(Dataset items)
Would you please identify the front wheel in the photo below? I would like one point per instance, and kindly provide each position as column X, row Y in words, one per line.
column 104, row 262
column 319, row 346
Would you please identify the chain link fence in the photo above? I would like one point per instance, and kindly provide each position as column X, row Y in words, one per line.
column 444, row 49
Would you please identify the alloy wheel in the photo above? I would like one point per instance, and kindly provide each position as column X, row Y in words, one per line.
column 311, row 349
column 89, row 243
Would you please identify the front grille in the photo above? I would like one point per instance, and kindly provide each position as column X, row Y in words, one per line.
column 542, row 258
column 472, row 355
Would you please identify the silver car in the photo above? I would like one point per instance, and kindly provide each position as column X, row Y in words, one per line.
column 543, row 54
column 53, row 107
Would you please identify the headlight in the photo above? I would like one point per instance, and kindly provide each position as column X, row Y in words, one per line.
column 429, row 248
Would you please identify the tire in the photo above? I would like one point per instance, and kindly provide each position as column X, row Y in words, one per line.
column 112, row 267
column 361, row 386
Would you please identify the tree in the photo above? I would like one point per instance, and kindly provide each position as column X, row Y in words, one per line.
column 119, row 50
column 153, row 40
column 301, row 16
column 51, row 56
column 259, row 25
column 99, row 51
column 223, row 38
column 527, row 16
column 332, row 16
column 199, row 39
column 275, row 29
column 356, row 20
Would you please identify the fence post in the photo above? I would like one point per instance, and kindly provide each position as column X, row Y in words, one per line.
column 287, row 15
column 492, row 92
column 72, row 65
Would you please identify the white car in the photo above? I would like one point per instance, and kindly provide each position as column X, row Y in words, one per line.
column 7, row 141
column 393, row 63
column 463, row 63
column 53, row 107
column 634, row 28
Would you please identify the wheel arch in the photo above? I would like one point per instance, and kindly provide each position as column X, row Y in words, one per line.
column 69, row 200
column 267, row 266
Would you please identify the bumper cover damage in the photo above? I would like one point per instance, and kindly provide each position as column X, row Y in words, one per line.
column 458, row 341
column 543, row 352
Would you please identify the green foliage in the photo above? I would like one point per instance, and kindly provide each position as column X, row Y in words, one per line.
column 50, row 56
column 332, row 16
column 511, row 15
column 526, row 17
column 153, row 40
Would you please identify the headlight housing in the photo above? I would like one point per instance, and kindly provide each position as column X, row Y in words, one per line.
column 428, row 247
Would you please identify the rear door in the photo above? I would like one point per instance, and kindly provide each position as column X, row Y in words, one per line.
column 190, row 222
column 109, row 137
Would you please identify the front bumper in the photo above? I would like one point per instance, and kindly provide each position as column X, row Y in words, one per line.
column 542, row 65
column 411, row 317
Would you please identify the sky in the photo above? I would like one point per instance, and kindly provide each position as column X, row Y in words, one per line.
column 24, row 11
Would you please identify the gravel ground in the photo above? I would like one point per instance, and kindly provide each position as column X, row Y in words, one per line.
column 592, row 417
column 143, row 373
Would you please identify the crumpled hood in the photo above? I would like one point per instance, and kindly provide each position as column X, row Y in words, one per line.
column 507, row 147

● GIVEN TASK
Write out the stretch of the records above word for word, from the line containing "Would you please identify the chain" through the line containing "column 361, row 386", with both of those lines included.

● SOLUTION BELOW
Would you please identify the chain link fence in the photo above? I would like one point per instance, and kindly provide each position as column X, row Y in words, one per line.
column 444, row 49
Would you please identify the alloy wheel in the photo above? I would like one point per instance, and kindly provide each position as column X, row Y in words, one per line.
column 311, row 349
column 89, row 243
Would you please identify the front grille in the photo above? I would like one point per instance, and kindly provide each position as column X, row Y in words, one per line.
column 542, row 258
column 472, row 355
Would you please identify the silver car in the photo above? I would like one point per instance, and kindly provide each position as column X, row Y in words, one per line.
column 543, row 54
column 53, row 107
Would you please identify the headlight in the photo above? I would like one point per instance, and kindly provide each position as column X, row Y in words, one per line.
column 429, row 248
Would you please identify the tire in the photo above? I would like one point per instance, and kindly provide each position as column X, row Y in words, one per line.
column 112, row 267
column 361, row 386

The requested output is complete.